** Opening STORED DATA block **

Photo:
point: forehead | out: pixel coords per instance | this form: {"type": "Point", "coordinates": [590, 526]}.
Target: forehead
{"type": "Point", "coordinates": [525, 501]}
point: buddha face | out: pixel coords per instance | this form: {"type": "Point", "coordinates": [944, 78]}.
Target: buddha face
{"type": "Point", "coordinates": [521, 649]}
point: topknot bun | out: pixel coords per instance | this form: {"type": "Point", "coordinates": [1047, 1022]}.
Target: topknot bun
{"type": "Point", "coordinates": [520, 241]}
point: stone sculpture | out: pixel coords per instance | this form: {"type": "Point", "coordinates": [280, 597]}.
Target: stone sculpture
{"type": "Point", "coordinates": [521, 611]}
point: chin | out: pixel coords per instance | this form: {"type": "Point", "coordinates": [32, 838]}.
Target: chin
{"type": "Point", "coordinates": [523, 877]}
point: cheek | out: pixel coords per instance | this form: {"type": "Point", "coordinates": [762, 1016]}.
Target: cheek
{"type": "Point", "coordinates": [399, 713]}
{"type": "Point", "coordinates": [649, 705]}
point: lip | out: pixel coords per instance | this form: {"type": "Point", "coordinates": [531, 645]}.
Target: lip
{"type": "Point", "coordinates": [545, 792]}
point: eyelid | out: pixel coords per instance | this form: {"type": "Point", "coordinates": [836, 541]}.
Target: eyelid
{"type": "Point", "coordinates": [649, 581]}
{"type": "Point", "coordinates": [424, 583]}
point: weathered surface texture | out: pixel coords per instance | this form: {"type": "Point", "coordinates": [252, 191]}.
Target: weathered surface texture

** Closing STORED DATA block **

Once the line containing "point: cheek |" is found, print it and every line after it through the end of the listing, exactly and alone.

◆ **REPLY**:
point: cheek | out: pixel coords per instance | this form: {"type": "Point", "coordinates": [762, 1016]}.
Target: cheek
{"type": "Point", "coordinates": [399, 713]}
{"type": "Point", "coordinates": [649, 705]}
point: lip | out: pixel coords per instance | this form: {"type": "Point", "coordinates": [531, 645]}.
Target: lip
{"type": "Point", "coordinates": [545, 792]}
point: eyelid | out: pixel coords per instance | this form: {"type": "Point", "coordinates": [836, 541]}.
Target: eyelid
{"type": "Point", "coordinates": [649, 581]}
{"type": "Point", "coordinates": [424, 583]}
point: weathered surface texture | out: pixel coords per instance | this form: {"type": "Point", "coordinates": [252, 191]}.
Target: weathered surface texture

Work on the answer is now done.